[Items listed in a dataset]
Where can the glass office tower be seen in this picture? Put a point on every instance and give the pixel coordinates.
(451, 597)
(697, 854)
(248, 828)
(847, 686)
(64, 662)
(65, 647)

> **Problem to work on**: The answer should be all the entries, restated with no word changed.

> **Result for this task**:
Where can the glass office tower be seen in this picture? Put a point on every instance and give the pixel coordinates.
(451, 597)
(697, 854)
(248, 828)
(847, 686)
(64, 662)
(65, 647)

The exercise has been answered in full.